PROVIDED TEXT.
This is an archive of the discontinued LLVM Phabricator instance.

[analyzer] ArrayInitLoopExpr with array of non-POD type.
ClosedPublic

Authored by isuckatcs on Jul 11 2022, 9:02 AM.

Details

Summary

At the moment we are unable to handle ArrayInitLoopExpr if the array it initializes is an array of non-POD types.
The expression is supposed to create a new array, and invoke the copy constructor for each element. The CFG only
contains the copy constructor, which is supposed to be invoked for each corresponding element, however it doesn't
contain the index of each element or a construction context.

The idea is to add a construction context to the copy ctor, so that after we evaluate it, the elements are placed in the
proper region of the store. Besides that in handleConstructor, we manually select which element of the array is going
to be passed to the ctor as parameter. Everything else is the same as it happens with a simple non-POD array construction,
in another patch, which this one depends on.

Depends on: https://reviews.llvm.org/D127973

Diff Detail

Event Timeline

isuckatcs created this revision.Jul 11 2022, 9:02 AM
Herald added a project: Restricted Project. · View Herald TranscriptJul 11 2022, 9:02 AM
isuckatcs requested review of this revision.Jul 11 2022, 9:02 AM
NoQ added a comment.Jul 11 2022, 9:10 PM

Once again very clean patch, thanks!! I have a few ideas on how to make it even neater.

MATERIAL PROVIDED.
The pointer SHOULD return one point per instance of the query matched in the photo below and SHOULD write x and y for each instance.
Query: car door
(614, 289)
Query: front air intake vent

GIVEN INSTRUCTION 1.
According to the review page, what two things does the CFG not contain for the copy constructor?
GIVEN INSTRUCTION 2.
Quote the review page from "[analyzer] ArrayInitLoopExpr with" to "of non-POD types.".
The data plays no role in what is asked here.

SOLUTION 1.
The index of each element and a construction context.

SOLUTION 2.
[analyzer] ArrayInitLoopExpr with array of non-POD type.
ClosedPublic

Authored by isuckatcs on Jul 11 2022, 9:02 AM.

Details

Summary

At the moment we are unable to handle ArrayInitLoopExpr if the array it initializes is an array of non-POD types.